> **Task prompt**
Write out the part of the mesoscale meteorology quiz starting at "The following 20" and ending at "of this webpage.", substituting "test" for "quiz".

The following 20 question quiz asks multiple choice questions based on basic mesoscale meteorology

An answer key is provided at the bottom of this webpage.

1. The mesoscale front that is found along coastlines during the afternoon due to differential heating between land and sea is the:
a. Sea breeze
b. Outflow
c. Land breeze
d. Vegetation boundary

2. Which of the following is mesoscale in size and time:
a. Mid-latitude cyclone
b. Jet stream
c. Thunderstorm
d. Squall line

3. Instability can generally increase due to:
a. Surface cold front passage
b. Daytime heating
c. Boundary layer inversion intensification
d. Dry punch into boundary layer

4. The forecast models have the most difficult time resolving this feature:
a. Mid-latitude cyclones
b. Mountains
c. The jet stream
d. Mid-latitude anti-cyclones

5. In this layer of the troposphere friction is a significant force. In this layer winds tend to be gusty especially at higher wind speeds and convective mixing is common.

> **Listed entries**
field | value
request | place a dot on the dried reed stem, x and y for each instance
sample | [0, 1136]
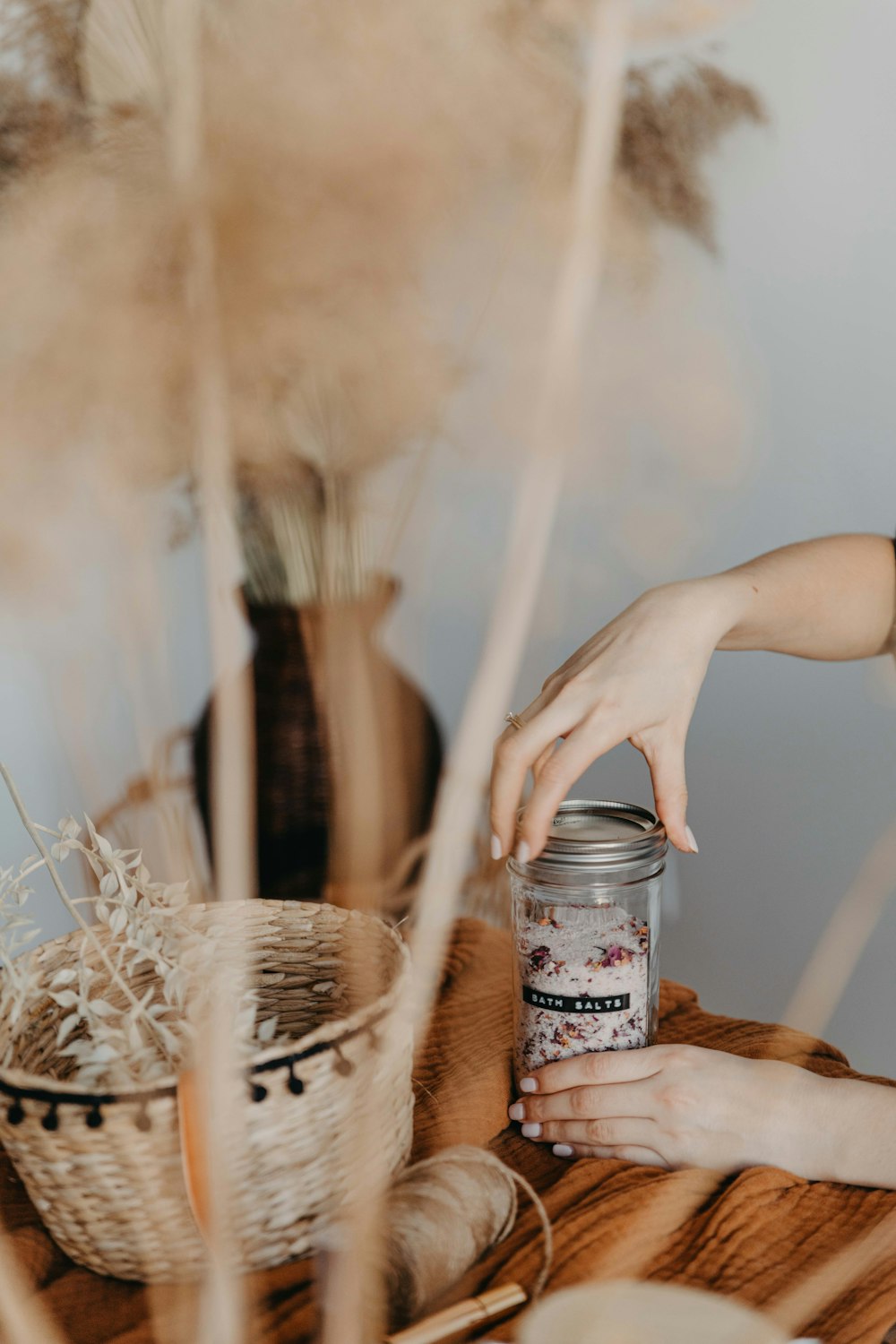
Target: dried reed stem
[23, 1319]
[831, 964]
[536, 502]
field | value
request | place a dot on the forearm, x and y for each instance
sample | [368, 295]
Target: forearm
[831, 599]
[850, 1133]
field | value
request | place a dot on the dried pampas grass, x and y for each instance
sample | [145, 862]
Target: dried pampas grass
[341, 148]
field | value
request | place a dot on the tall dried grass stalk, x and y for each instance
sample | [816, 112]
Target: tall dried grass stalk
[223, 1306]
[833, 962]
[535, 503]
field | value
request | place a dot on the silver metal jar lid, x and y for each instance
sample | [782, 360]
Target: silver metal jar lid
[600, 838]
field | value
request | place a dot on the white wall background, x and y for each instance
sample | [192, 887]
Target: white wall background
[770, 418]
[791, 765]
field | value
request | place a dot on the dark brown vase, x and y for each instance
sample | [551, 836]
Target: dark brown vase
[349, 753]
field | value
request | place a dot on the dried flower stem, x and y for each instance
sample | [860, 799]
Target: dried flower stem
[73, 909]
[536, 499]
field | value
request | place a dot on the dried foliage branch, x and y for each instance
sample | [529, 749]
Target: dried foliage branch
[667, 131]
[40, 107]
[144, 922]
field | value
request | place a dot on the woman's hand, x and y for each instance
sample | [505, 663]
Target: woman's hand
[680, 1107]
[638, 680]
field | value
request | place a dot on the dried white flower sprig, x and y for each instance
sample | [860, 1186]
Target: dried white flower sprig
[113, 1043]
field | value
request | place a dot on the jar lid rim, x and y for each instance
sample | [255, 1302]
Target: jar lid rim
[648, 838]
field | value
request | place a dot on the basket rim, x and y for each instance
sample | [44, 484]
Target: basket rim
[22, 1083]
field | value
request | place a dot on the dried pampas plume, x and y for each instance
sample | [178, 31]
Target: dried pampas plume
[343, 150]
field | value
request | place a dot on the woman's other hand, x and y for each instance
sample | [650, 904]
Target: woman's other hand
[680, 1107]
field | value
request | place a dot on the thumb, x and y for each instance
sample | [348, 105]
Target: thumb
[667, 761]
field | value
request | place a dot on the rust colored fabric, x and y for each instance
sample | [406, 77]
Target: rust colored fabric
[751, 1236]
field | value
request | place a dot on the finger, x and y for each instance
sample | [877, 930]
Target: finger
[667, 761]
[514, 752]
[600, 1066]
[605, 1102]
[625, 1153]
[599, 1132]
[556, 777]
[538, 766]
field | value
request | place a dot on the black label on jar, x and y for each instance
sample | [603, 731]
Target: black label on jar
[556, 1003]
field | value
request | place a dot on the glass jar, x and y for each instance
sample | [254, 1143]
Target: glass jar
[586, 935]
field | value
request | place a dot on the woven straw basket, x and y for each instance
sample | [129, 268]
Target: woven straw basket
[105, 1169]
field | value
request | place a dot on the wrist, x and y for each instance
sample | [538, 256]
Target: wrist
[853, 1132]
[711, 607]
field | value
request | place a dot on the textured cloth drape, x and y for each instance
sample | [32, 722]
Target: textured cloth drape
[750, 1236]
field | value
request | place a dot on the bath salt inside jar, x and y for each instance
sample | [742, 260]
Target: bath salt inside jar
[586, 935]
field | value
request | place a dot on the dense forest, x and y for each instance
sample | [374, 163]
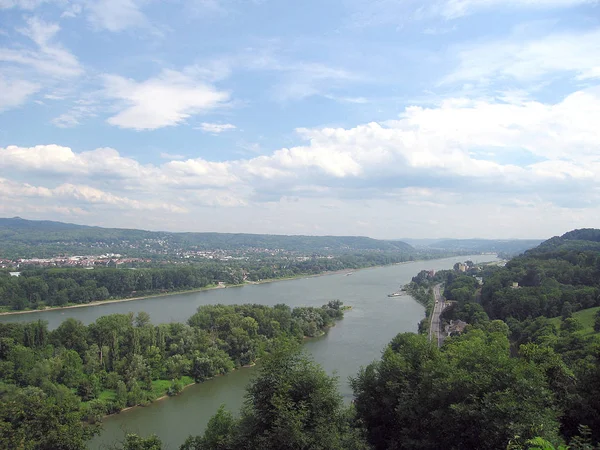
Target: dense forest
[23, 238]
[511, 380]
[38, 288]
[55, 386]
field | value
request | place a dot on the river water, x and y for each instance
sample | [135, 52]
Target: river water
[355, 341]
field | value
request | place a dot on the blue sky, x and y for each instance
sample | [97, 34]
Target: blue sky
[460, 118]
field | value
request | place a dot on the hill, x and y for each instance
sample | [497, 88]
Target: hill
[506, 246]
[23, 238]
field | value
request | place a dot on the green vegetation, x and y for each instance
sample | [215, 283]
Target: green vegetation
[39, 288]
[587, 318]
[60, 383]
[515, 378]
[22, 238]
[292, 404]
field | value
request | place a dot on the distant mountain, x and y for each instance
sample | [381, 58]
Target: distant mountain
[584, 239]
[43, 238]
[506, 246]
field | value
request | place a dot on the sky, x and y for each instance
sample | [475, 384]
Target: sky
[384, 118]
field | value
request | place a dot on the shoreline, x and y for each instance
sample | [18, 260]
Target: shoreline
[189, 291]
[209, 288]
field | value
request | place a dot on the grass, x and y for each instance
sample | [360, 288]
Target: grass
[587, 318]
[160, 387]
[107, 394]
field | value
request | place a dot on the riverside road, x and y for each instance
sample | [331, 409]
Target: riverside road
[435, 331]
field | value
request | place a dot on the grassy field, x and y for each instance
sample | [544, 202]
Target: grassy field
[586, 317]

> **Exercise response**
The following 20 question test asks multiple choice questions based on basic mesoscale meteorology

An answer key is provided at the bottom of this webpage.